WORK REQUEST:
The line with "point: sea ice, one", the line with "point: metal bench, one", and all lines between them in the material below: return these exactly, and no others.

DATA:
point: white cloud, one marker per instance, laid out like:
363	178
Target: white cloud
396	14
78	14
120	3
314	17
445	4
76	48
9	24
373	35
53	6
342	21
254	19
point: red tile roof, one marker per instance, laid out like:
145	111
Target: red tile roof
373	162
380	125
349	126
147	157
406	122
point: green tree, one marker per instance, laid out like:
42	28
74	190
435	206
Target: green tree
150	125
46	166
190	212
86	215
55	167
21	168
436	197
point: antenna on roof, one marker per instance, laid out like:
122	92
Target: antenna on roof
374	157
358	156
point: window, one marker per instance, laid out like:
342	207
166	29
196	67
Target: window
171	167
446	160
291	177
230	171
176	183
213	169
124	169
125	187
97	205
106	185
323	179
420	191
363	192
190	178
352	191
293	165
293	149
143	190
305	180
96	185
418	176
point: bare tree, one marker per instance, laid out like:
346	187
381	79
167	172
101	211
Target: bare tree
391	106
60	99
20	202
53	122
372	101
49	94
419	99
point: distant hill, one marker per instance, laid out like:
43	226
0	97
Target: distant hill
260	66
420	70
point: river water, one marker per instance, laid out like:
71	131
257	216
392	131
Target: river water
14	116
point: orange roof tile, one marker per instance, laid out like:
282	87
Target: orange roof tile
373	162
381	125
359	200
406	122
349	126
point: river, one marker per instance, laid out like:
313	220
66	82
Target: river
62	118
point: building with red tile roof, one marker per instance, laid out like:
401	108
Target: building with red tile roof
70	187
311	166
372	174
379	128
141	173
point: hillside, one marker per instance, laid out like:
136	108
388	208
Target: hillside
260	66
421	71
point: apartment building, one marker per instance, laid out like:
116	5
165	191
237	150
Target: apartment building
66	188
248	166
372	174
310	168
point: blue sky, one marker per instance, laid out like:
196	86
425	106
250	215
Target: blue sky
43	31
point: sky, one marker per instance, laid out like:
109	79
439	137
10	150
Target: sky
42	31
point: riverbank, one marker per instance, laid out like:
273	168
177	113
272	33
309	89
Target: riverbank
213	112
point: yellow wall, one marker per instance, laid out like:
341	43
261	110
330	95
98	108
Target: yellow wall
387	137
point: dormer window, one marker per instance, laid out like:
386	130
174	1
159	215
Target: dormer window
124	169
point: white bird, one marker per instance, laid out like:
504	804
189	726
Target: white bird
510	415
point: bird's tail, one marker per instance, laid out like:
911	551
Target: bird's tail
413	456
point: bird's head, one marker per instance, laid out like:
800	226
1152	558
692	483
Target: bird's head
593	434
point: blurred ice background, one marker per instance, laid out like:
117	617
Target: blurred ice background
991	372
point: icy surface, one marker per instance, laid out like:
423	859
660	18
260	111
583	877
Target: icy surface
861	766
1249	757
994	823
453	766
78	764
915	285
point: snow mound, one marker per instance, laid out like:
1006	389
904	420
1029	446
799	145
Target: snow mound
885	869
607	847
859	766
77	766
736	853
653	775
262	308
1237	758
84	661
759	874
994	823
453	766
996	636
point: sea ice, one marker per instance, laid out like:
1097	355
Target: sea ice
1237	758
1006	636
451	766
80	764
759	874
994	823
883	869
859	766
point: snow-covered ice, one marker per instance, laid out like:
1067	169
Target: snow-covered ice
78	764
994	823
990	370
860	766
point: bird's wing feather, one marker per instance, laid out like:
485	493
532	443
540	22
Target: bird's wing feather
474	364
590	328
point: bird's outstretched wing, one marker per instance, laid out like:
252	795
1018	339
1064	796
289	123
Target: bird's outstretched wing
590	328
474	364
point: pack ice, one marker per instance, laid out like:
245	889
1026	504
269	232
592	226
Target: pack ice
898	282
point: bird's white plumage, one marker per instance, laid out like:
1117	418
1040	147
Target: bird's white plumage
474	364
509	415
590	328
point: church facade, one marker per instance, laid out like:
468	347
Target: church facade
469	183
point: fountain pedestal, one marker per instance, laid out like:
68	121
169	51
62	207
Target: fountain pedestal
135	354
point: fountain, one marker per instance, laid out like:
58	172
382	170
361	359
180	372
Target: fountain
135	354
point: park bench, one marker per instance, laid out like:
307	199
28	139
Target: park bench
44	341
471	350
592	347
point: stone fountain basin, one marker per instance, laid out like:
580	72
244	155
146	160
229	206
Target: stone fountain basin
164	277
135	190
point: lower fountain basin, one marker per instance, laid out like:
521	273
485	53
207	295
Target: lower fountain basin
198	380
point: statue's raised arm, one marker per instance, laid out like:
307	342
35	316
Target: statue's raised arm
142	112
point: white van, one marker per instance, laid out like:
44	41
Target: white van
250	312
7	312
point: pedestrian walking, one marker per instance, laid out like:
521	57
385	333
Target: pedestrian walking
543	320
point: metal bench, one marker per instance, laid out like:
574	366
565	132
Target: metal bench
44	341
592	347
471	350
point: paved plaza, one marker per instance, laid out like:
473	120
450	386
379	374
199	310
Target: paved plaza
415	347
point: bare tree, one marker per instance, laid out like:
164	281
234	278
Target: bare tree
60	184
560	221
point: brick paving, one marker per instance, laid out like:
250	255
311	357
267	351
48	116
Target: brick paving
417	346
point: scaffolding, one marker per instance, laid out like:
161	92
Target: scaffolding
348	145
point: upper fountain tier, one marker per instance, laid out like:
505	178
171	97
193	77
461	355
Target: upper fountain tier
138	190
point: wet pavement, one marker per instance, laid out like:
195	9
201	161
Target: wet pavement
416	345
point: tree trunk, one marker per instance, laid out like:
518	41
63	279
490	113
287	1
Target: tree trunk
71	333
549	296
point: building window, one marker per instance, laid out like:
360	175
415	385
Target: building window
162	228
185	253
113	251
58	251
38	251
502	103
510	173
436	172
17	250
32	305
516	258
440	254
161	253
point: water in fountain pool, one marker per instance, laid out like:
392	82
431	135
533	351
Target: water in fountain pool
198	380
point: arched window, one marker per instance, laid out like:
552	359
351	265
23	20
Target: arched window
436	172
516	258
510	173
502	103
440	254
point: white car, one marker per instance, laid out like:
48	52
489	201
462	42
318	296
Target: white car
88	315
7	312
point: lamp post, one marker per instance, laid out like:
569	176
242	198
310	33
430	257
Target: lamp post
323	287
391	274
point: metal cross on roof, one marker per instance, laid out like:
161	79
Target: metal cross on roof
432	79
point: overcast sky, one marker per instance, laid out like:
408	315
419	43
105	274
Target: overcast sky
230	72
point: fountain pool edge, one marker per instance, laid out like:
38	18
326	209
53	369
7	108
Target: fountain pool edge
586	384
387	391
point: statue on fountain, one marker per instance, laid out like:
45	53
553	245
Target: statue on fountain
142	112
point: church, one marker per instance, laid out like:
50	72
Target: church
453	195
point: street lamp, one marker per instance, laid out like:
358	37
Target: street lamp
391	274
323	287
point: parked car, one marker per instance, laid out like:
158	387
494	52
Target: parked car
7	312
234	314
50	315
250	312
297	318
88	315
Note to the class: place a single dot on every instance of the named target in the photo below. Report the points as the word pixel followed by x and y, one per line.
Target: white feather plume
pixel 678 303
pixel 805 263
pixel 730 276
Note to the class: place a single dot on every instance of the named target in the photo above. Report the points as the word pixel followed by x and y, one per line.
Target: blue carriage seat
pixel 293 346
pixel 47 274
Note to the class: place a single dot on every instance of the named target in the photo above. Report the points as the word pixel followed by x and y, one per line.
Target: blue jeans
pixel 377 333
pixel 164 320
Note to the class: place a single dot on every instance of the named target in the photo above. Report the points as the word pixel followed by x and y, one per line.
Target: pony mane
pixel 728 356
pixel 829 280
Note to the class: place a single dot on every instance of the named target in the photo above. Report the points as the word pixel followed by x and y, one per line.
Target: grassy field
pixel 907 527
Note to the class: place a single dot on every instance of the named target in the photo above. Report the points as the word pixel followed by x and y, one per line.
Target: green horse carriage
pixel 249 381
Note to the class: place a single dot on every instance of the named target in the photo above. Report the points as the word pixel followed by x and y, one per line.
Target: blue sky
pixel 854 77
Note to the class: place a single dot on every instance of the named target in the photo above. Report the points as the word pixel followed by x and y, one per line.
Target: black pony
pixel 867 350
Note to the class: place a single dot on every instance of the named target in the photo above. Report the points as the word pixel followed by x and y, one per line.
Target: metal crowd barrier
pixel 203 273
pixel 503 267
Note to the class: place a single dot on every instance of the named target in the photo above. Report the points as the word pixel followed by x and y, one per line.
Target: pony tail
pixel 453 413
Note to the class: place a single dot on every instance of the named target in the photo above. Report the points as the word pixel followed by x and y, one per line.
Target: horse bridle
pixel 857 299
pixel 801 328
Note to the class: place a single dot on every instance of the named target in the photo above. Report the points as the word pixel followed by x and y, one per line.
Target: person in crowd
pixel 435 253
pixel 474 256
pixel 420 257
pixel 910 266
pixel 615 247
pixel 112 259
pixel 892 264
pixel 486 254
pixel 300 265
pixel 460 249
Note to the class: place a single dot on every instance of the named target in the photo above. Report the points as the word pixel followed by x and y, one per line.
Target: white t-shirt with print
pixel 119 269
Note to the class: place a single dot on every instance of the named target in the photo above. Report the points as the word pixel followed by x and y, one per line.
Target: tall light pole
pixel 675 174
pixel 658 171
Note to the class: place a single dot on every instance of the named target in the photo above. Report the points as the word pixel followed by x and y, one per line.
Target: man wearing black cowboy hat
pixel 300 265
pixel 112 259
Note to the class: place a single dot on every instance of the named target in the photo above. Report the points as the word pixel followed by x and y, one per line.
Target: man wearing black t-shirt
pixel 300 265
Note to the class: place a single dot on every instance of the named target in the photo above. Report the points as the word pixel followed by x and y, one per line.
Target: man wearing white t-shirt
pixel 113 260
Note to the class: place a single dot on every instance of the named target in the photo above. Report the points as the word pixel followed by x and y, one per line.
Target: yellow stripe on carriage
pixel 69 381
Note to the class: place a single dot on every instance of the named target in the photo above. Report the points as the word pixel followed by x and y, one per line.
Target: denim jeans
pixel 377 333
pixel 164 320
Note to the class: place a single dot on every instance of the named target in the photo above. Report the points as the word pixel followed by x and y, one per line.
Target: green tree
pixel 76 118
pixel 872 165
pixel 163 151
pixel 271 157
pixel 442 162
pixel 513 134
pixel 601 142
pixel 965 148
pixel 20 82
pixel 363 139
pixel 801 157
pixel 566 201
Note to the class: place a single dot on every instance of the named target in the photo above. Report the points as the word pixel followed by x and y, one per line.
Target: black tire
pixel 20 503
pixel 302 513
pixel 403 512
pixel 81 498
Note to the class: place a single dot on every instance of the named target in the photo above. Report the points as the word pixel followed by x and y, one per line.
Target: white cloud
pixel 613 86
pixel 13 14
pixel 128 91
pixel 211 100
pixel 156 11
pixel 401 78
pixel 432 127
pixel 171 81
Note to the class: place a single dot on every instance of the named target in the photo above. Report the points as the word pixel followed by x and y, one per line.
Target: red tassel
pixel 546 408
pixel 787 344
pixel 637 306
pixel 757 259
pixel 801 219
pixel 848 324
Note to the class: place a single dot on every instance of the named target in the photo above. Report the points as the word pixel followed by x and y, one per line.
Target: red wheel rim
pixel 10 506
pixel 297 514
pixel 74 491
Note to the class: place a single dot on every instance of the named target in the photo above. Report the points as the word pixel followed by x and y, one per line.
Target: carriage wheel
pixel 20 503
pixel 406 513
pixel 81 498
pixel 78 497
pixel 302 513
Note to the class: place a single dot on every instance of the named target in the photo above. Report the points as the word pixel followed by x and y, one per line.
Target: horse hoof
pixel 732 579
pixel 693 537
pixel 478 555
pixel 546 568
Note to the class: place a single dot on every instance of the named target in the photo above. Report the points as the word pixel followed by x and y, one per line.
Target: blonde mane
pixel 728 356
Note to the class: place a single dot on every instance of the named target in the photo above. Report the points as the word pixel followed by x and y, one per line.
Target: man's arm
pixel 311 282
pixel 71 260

OUTPUT BELOW:
point: sea ice, one marker per instance, laid out like:
1097	355
Target: sea ice
1237	758
1006	636
451	766
80	764
759	874
994	823
883	869
859	766
point: snow-covered ice, one marker per instance, laid out like:
1067	169
Target: snow-covered ice
78	764
994	823
990	370
860	766
point: bird's wing feather, one marker per instance, laid out like:
485	493
532	443
540	22
Target: bird's wing feather
474	364
590	328
point: bird's outstretched wing, one marker per instance, laid out like:
252	795
1018	339
1064	796
289	123
Target: bird's outstretched wing
590	328
474	364
point: pack ice, one marker per instance, laid out like:
245	889
1026	504
269	232
592	226
Target: pack ice
898	282
point: bird's white plumage, one marker per instance, laid out like:
1117	418
1040	147
Target: bird's white plumage
474	364
509	415
590	328
point: church facade, one marker per instance, laid out like:
468	347
Target: church facade
469	183
point: fountain pedestal, one marker per instance, laid out like:
68	121
169	51
62	207
Target: fountain pedestal
135	354
point: fountain, one marker per instance, laid out like:
58	172
382	170
361	359
180	372
Target: fountain
135	354
point: park bench, one marker per instance, laid out like:
307	199
28	139
Target: park bench
44	341
471	350
592	347
point: stone fountain basin, one marker per instance, laid out like:
580	72
244	155
146	160
229	206
Target: stone fountain basin
164	277
135	190
point: lower fountain basin, one marker per instance, laid out like:
521	273
485	53
207	295
Target: lower fountain basin
198	380
point: statue's raised arm, one marker per instance, laid out like:
307	342
35	316
Target: statue's raised arm
142	112
point: white van, one marker per instance, laid out like:
44	41
Target: white van
250	312
7	312
point: pedestrian walking, one marker per instance, laid out like:
521	57
385	333
Target: pedestrian walking
543	320
point: metal bench, one marker per instance, laid out like:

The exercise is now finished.